*SOURCE EXTRACT*
I agree and will speak with an attorney...and I hope she doesnt turn into that..luckily like Ive said previously..we make the same money..im fine with moving out of the house and taking minor possessions..material things mean nothing to me..I will ahve those back..we have no savings and I have more debt...the only thing that she can really hurt me with is trying to take my child..but her selfish ass is gonna want to see OM alot so Im sure me having my kid wont be an issue..Child support Im ok with


----------



## JCD

PreRaphaelite said:


> Send her this message:
> 
> /ignore.


Nah.

"Own what you did."


----------



## the guy

mvarney said:


> ...and she is a good mother..


"Good mothers" don't do this crap to there kid!!!!!

"Good mothers" don't do this to there kid's father!!!!!

"Good mothers" focus on the family unit not some POS home wrecker that sleeps with married women!!!!!


I know how this plays out brother, you guys get 50/50 with the kid, but MIL spends more time with the kid, while this "good mother' goes out and parties with OM.

I suggest you keep OM away from your kid by getting it court ordered, I know money is tight, but you don't need some OM around your kid. while he is trying to get into your kids mom's pants.

SHE IS NOT A GOOD MOTHER!!!!!!!!!!!!!!!!!!!!


----------



## mvarney

JCD said:


> Nah.
> 
> "Own what you did."


"Own what you did" ?..dont understand that one


----------



## the guy

Send her a messege that is..not responding at all, but JCD is saying go a head a respend by telling her to own her sh1t..or quote own what she did.

See JCD is telling to respeond to her...."you" meaning your WW


----------



## the guy

This good mother crap hit a sore spot for me, the sh1t my chick was doing not to me but to the kids sucked,,,if I can vent for a momnet and be forgiven for the thread jack......

I can remembr my wife not coming home to to my younges to school. if it wasnlt for me buy him a car and stop depending on my fWW he would have nevr finishe HS.

Then my daughter was left floating in the wind will going thru a LTR with her HS sweet heart and the break up when she was going to college. She went away and my old lady was never there for support. It was me that talked to her in the middle of the night when she was crying , wanting to come back home.

These to acts happen close together and may have been the straw for me.


the fact is when a spouse is in the affair fog there is no way in you can say "she is a good mother".

In your case my biggest concern would be the effect OM has on my kid, cuz it appears you chick is history.

Some POS touching my kid cuz there mom is so blind for hate for you and in love with him is scary.... do a back round check on this SOB...your kid is counting on you!!!!!!!!!!!


----------



## the guy

geez, I know I can't spell but damb I'm so emotional my last post was jacked up......

Thanks for letting me vent on your thread,


----------



## mvarney

the guy said:


> This good mother crap hit a sore spot for me, the sh1t my chick was doing not to me but to the kids sucked,,,if I can vent for a momnet and be forgiven for the thread jack......
> 
> I can remembr my wife not coming home to to my younges to school. if it wasnlt for me buy him a car and stop depending on my fWW he would have nevr finishe HS.

*RECORDS SUPPLIED*
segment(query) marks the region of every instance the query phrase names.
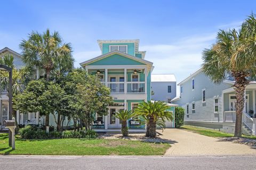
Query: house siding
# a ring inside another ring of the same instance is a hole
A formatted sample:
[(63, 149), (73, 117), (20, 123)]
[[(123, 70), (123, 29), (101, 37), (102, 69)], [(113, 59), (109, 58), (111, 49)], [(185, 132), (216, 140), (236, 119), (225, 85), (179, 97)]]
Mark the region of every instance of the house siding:
[[(168, 86), (171, 86), (171, 92), (168, 93)], [(151, 82), (151, 90), (154, 92), (151, 96), (153, 100), (168, 101), (168, 99), (173, 99), (176, 96), (176, 82)]]
[[(195, 89), (192, 90), (192, 80), (195, 80)], [(185, 109), (185, 121), (194, 122), (222, 122), (222, 91), (231, 87), (226, 83), (215, 84), (202, 72), (194, 77), (191, 77), (180, 86), (183, 87), (182, 93), (180, 100), (173, 103), (179, 104)], [(205, 89), (205, 102), (202, 102), (202, 90)], [(214, 112), (214, 99), (219, 99), (218, 114)], [(195, 103), (195, 112), (192, 113), (192, 103)], [(189, 106), (187, 117), (187, 105)]]

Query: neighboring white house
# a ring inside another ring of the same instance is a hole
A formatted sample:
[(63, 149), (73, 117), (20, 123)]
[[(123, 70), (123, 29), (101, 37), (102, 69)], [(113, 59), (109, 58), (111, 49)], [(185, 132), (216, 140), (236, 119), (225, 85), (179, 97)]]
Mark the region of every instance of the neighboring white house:
[[(202, 68), (181, 81), (180, 96), (172, 100), (185, 110), (185, 124), (219, 128), (226, 132), (234, 131), (236, 98), (233, 87), (234, 78), (229, 77), (219, 84), (213, 83)], [(255, 135), (256, 83), (246, 87), (243, 114), (243, 132)]]
[(170, 102), (176, 96), (176, 78), (173, 74), (151, 75), (151, 99)]

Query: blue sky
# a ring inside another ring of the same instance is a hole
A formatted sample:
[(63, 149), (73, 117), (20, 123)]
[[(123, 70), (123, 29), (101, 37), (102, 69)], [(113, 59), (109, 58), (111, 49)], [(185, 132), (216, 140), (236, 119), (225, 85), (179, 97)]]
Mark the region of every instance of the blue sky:
[(75, 66), (99, 55), (97, 40), (140, 39), (153, 73), (179, 83), (198, 69), (218, 30), (237, 27), (255, 1), (3, 1), (0, 48), (20, 52), (32, 30), (57, 30), (72, 44)]

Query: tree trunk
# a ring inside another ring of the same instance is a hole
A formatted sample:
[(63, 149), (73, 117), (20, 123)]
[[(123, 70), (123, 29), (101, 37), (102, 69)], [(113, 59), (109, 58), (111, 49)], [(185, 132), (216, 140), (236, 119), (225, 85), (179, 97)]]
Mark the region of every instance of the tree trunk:
[(46, 73), (46, 81), (50, 81), (50, 72), (51, 70), (50, 69), (46, 69), (45, 72)]
[(127, 127), (127, 120), (122, 121), (122, 134), (123, 136), (128, 136), (128, 127)]
[(147, 126), (146, 136), (155, 137), (156, 135), (156, 123), (154, 120), (154, 117), (149, 118), (149, 121)]
[(249, 81), (246, 79), (248, 74), (243, 71), (237, 72), (233, 74), (236, 80), (234, 89), (236, 91), (236, 124), (235, 127), (235, 137), (242, 136), (242, 124), (243, 110), (244, 107), (245, 91), (246, 85), (249, 84)]
[(49, 114), (45, 115), (45, 126), (49, 126)]

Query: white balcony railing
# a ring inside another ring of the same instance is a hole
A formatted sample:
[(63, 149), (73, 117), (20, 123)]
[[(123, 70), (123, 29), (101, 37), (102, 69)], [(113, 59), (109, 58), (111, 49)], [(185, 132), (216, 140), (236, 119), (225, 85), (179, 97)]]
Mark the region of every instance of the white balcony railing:
[(127, 93), (145, 93), (145, 82), (127, 82)]
[(124, 93), (124, 82), (108, 82), (111, 93)]
[[(105, 82), (101, 82), (103, 85)], [(126, 84), (126, 92), (125, 85)], [(145, 82), (107, 82), (107, 87), (111, 93), (145, 93)]]
[(252, 130), (253, 119), (246, 113), (243, 113), (243, 123), (244, 123), (251, 130)]

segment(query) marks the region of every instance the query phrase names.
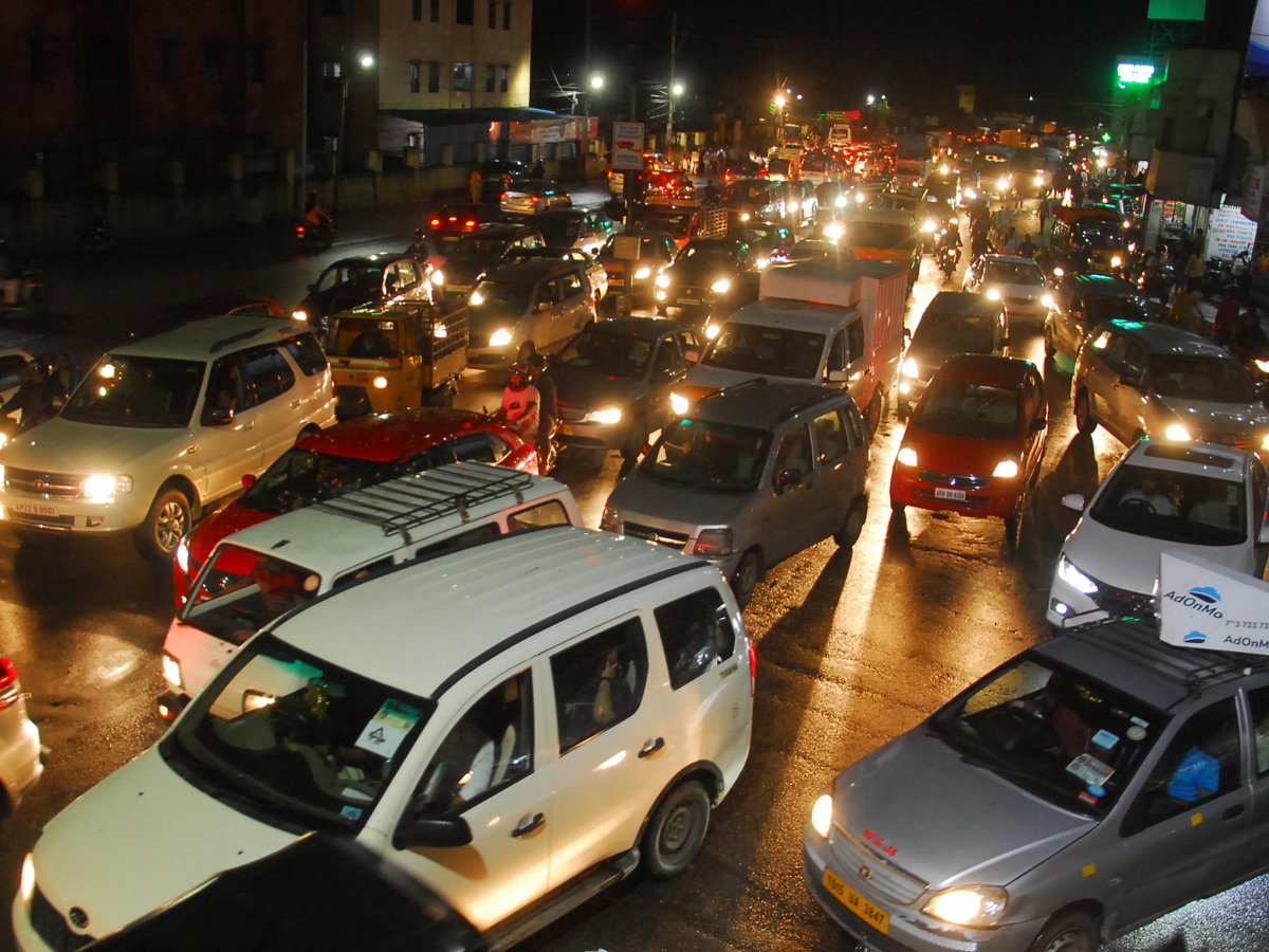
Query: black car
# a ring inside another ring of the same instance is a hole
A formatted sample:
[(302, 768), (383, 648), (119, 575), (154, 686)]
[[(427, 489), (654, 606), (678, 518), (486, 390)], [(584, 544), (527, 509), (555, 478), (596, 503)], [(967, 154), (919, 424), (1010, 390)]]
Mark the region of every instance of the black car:
[(330, 316), (353, 307), (386, 307), (397, 301), (431, 301), (431, 267), (411, 255), (379, 253), (343, 258), (326, 268), (291, 312), (319, 334)]
[(704, 353), (700, 331), (656, 317), (586, 325), (551, 358), (567, 447), (619, 448), (633, 461), (670, 416), (670, 390)]
[(656, 312), (730, 314), (758, 298), (754, 253), (737, 239), (692, 239), (656, 277)]
[(444, 301), (457, 303), (466, 300), (476, 286), (476, 279), (497, 264), (510, 249), (538, 248), (544, 244), (541, 231), (518, 222), (485, 225), (463, 235), (440, 268), (444, 275)]

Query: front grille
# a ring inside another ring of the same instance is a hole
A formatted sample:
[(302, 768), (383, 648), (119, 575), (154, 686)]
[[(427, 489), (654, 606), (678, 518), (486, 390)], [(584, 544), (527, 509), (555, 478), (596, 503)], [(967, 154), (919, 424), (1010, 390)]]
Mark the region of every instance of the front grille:
[(71, 932), (66, 919), (53, 909), (53, 904), (44, 897), (38, 886), (36, 895), (30, 897), (30, 925), (53, 952), (75, 952), (93, 941), (91, 935), (77, 935)]
[(968, 476), (957, 472), (938, 472), (935, 470), (917, 470), (921, 482), (933, 482), (935, 486), (953, 486), (956, 489), (982, 489), (987, 485), (990, 476)]
[(4, 471), (5, 489), (32, 496), (75, 499), (80, 494), (82, 482), (82, 476), (71, 476), (65, 472), (19, 470), (16, 466), (8, 466)]
[[(871, 889), (904, 905), (911, 905), (925, 892), (926, 883), (881, 856), (865, 843), (857, 839), (849, 830), (834, 824), (836, 835), (832, 839), (835, 866), (862, 878)], [(867, 869), (867, 875), (864, 871)]]
[(640, 526), (636, 522), (626, 523), (626, 534), (655, 542), (659, 546), (673, 546), (674, 548), (683, 548), (688, 545), (685, 533), (654, 529), (651, 526)]

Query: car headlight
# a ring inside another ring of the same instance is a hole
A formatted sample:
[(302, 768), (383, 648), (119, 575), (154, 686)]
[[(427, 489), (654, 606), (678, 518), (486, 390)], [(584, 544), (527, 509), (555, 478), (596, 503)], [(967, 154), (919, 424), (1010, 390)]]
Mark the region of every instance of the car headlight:
[(811, 828), (825, 839), (832, 829), (832, 795), (821, 793), (811, 807)]
[(162, 677), (173, 688), (180, 691), (180, 661), (166, 651), (162, 652)]
[(1062, 553), (1062, 557), (1057, 560), (1057, 578), (1076, 592), (1082, 592), (1085, 595), (1091, 595), (1098, 590), (1098, 584), (1076, 569), (1075, 562), (1067, 559), (1065, 552)]
[(36, 895), (36, 861), (32, 859), (30, 853), (22, 861), (22, 876), (18, 880), (18, 892), (22, 895), (22, 902), (27, 908), (30, 908), (30, 897)]
[(582, 423), (602, 423), (607, 426), (622, 421), (622, 409), (619, 406), (607, 406), (603, 410), (591, 410), (581, 418)]
[(84, 499), (89, 503), (109, 503), (115, 496), (132, 491), (131, 476), (94, 473), (84, 480)]
[(1009, 894), (999, 886), (958, 886), (935, 892), (921, 911), (952, 925), (991, 929), (1008, 904)]
[(991, 471), (991, 475), (1001, 480), (1011, 480), (1018, 475), (1018, 461), (1001, 459), (996, 463), (996, 468)]

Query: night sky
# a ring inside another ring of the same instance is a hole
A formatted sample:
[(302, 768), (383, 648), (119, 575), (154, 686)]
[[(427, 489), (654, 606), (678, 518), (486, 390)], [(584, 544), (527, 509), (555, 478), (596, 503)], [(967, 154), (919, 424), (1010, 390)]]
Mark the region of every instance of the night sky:
[[(580, 81), (585, 0), (534, 0), (534, 104), (561, 81)], [(952, 85), (978, 88), (978, 112), (1062, 112), (1105, 103), (1115, 57), (1140, 51), (1148, 0), (591, 0), (594, 69), (608, 95), (632, 80), (669, 75), (670, 11), (684, 41), (676, 75), (693, 105), (766, 95), (787, 77), (812, 110), (850, 109), (884, 93), (916, 112), (952, 108)], [(1208, 0), (1208, 43), (1241, 48), (1254, 0)], [(1105, 17), (1090, 17), (1101, 9)], [(1240, 39), (1241, 37), (1241, 39)]]

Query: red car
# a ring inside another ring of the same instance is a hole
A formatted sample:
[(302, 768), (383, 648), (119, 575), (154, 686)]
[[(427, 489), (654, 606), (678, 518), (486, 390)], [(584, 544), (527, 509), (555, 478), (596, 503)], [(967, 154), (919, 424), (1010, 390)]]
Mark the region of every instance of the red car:
[(246, 493), (208, 515), (176, 547), (176, 609), (216, 543), (247, 526), (341, 493), (452, 462), (496, 463), (537, 473), (538, 454), (503, 424), (470, 410), (423, 407), (358, 416), (296, 440)]
[(912, 410), (890, 476), (890, 504), (995, 515), (1016, 539), (1048, 435), (1044, 382), (1029, 360), (958, 354)]

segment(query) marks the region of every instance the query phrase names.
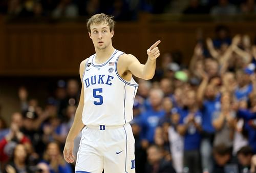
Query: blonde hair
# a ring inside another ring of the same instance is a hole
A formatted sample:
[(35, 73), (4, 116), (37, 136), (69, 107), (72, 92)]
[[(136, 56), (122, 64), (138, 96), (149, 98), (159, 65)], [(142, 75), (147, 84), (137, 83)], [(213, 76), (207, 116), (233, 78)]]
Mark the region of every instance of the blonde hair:
[(104, 22), (110, 27), (110, 31), (114, 30), (115, 21), (113, 20), (114, 16), (109, 16), (104, 13), (97, 14), (93, 15), (87, 21), (87, 29), (91, 33), (91, 26), (93, 24), (98, 24)]

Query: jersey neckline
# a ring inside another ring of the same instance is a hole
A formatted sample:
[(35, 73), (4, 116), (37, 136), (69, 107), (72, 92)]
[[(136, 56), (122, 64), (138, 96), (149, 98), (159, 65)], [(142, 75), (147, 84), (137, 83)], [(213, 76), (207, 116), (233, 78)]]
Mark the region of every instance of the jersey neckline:
[(97, 63), (95, 62), (95, 56), (96, 56), (96, 54), (95, 54), (93, 57), (92, 60), (92, 64), (93, 67), (100, 67), (105, 66), (106, 64), (112, 58), (115, 56), (115, 55), (117, 53), (117, 50), (115, 49), (115, 51), (113, 52), (110, 57), (105, 62), (101, 64)]

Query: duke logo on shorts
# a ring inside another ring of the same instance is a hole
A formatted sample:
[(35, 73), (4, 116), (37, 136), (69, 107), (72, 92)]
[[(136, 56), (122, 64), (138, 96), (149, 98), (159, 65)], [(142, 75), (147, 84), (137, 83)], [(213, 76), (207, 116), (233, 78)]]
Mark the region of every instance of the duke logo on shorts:
[[(77, 154), (76, 172), (135, 172), (135, 140), (129, 123), (138, 84), (117, 73), (119, 57), (115, 50), (102, 64), (92, 55), (82, 76), (83, 129)], [(90, 64), (90, 66), (88, 66)]]

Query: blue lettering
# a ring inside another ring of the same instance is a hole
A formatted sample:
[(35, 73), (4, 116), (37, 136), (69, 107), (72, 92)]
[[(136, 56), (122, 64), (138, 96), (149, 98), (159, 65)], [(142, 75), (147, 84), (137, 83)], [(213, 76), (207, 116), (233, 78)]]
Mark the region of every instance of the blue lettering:
[[(110, 78), (111, 78), (111, 79), (110, 79)], [(114, 77), (110, 76), (110, 75), (108, 75), (108, 79), (106, 80), (106, 84), (108, 84), (109, 85), (112, 85), (112, 83), (111, 83), (111, 82), (109, 83), (109, 82), (110, 82), (110, 80), (111, 80), (111, 79), (114, 79)]]
[(86, 80), (84, 80), (84, 81), (86, 82), (86, 88), (88, 88), (88, 86), (90, 86), (89, 79), (86, 79)]
[(135, 160), (132, 160), (132, 167), (131, 169), (134, 169), (135, 168)]
[[(99, 75), (99, 80), (98, 81), (98, 83), (100, 84), (100, 83), (102, 83), (103, 84), (104, 83), (104, 82), (103, 81), (103, 79), (102, 78), (105, 76), (105, 75)], [(101, 81), (101, 82), (100, 82)]]
[[(91, 76), (91, 81), (92, 84), (96, 84), (96, 75), (94, 75), (93, 76)], [(94, 81), (93, 78), (94, 78)]]

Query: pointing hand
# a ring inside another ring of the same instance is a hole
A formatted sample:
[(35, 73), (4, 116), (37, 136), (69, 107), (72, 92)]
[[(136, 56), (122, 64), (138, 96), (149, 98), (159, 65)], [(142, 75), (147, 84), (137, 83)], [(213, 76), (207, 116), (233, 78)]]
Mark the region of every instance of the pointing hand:
[(160, 55), (160, 51), (158, 49), (157, 45), (161, 42), (160, 40), (156, 42), (154, 45), (147, 50), (146, 53), (148, 55), (148, 58), (150, 60), (156, 60)]

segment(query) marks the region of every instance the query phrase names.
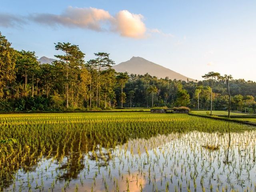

*WHAT IS ASKED*
a) Reproduce the stretch of the forum thread from "In your case" through "counting on you!!!!!!!!!!!".
b) Set out the stretch of the records from the line containing "Query: pointing hand" through the line containing "Mark the region of every instance of the pointing" as a Markdown table with the columns Row and Content. Number each line and leave out blank lines.
The forum thread and the records are unrelated material.

*RESULTS*
a)
In your case my biggest concern would be the effect OM has on my kid, cuz it appears you chick is history.

Some POS touching my kid cuz there mom is so blind for hate for you and in love with him is scary.... do a back round check on this SOB...your kid is counting on you!!!!!!!!!!!

b)
| Row | Content |
|---|---|
| 1 | Query: pointing hand |
| 2 | # a ring inside another ring of the same instance is a hole |
| 3 | A formatted sample: |
| 4 | [(35, 73), (4, 116), (37, 136), (69, 107), (72, 92)] |
| 5 | [[(136, 56), (122, 64), (138, 96), (149, 98), (159, 65)], [(142, 75), (147, 84), (137, 83)], [(213, 76), (207, 116), (233, 78)]] |
| 6 | Mark the region of every instance of the pointing hand: |